Continue the documentation of the system fault APIs from the point where it stops.

◆ **Source text**:
===

The GetSystemFaultState API retrieves information about inventory components on the system (physical components of the DataScale node) and what functional state they are in. In contrast with the GetSystemFaultLog API, which returns information about every fault that is diagnosed, this API returns information about every component on the system and what functional state it is in. The GetSystemFaultState API only returns an entry for a component if its state is not ONLINE. If the GetSystemFaultState API returns an empty list, all components on the system are in a healthy state.

Input

An object of type ResourceQuery.

Returns

This API returns a stream of objects of type SystemFaultState. Generally, users can treat a client-side-stream based API like an API that promises to return a list of indeterminate length. See the gRPC documentation on client-side stream handling for details.

/**
 * This data structure represents a single copmponent
 * The SystemFaultState returns a list of these
 */
message SystemFaultState {
    repeated string error_details = 1;  // Error details for errors that occurrred
                                        // during this query
    uint32 request_id = 2;              // The request ID provided by the caller
    string comp_name = 3;               // Name of the component this entry describes
    string serial_num = 4;              // Serial number of the component, if applicable
    string fault_state = 6;             // Functional state that this component is in
}

GetSystemFaultLog

Retrieve the system fault information from the SambaNova Fault Management (SNFM) framework.

===

◆ **Listed records**:

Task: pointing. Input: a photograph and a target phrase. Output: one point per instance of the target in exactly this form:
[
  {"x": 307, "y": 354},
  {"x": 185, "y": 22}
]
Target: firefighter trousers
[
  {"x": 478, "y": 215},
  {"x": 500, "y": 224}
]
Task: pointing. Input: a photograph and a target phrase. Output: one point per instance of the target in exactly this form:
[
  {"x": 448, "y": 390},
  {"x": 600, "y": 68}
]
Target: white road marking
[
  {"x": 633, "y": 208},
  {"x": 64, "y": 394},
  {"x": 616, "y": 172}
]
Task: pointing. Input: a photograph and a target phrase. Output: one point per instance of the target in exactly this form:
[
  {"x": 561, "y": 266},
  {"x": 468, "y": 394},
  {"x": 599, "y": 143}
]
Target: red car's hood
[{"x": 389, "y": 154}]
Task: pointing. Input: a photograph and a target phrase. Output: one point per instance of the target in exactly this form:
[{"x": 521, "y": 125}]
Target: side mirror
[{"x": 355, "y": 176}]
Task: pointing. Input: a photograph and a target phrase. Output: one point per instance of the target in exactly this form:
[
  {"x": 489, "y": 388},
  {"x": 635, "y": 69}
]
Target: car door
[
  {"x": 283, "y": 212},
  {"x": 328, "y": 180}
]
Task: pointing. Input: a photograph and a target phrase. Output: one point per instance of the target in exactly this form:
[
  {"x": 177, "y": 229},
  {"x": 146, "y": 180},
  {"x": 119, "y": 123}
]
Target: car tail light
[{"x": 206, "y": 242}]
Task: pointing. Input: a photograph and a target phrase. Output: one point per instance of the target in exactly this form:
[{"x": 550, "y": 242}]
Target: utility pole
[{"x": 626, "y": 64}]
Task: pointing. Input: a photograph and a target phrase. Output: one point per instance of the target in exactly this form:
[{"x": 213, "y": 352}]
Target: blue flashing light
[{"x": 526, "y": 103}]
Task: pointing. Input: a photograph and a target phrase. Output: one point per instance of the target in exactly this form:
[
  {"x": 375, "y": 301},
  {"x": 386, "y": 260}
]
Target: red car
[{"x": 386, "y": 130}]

===

◆ **Written response**:
Summary

The GetSystemFault API retrieves the system fault information from the SambaNova Fault Management (SNFM) framework. The SNFM framework captures telemetry about faults, errors, and the system’s physical and virtual inventory, and caches historical and current information for user consumption.

The API returns all diagnosed faults that currently exist on this system, including active faults and faults that have been cleared by automatically by SambaNova Runtime or manually by a system administrator.

An hardware fault is different from a hardware event:

  • A fault means that the SNFM framework decided to diagnose a certain hardware component as faulty because some number of events occurred to it that made SNFM suspicious that something might be wrong with that hardware.

  • An event is merely an event that occurred in hardware.

Input

An object of type SystemFaultLogQuery. This object is used for selecting which entries in the database are returned to the caller.

If you provide a default object (for example, if you create a Python SystemFaultLogQuery with the code SystemFaultLogQuery()) all entries are returned.

/**
 * A query object for the System Fault Log
 * Used for the caller to specify what kinds of entries should be returned
 */
message SystemFaultLogQuery {
    uint32 request_id = 1;      // The request ID, for caller's consumption
    uint64 start_timestamp = 2; // The starting timestamp of events to return.
                                // This is a UNIX timestamp, and all events from after this
                                // timestamp will be returned.
    uint64 end_timestamp = 3;   // The ending timestamp of events to return.
                                // This is a UNIX timestamp, and all events from before this
                                // timestamp will be returned.
    string fault_uuid = 4;      // A UUID identifying a specific error event. If this field
                                // is set, only that error is returned.
    string comp_name = 5;       // Component name for requesting only faults on
                                // a single component
    string fault_type = 6;      // Fault type if only a single fault type is of interest
    string fault_state = 7;     // Fault state of the component affected by this fault
    string err_uuid = 8;        // UUID of the error that caused this fault to be diagnosed
    string severity = 9;        // Severity of this fault CRITICAL, FATAL, etc.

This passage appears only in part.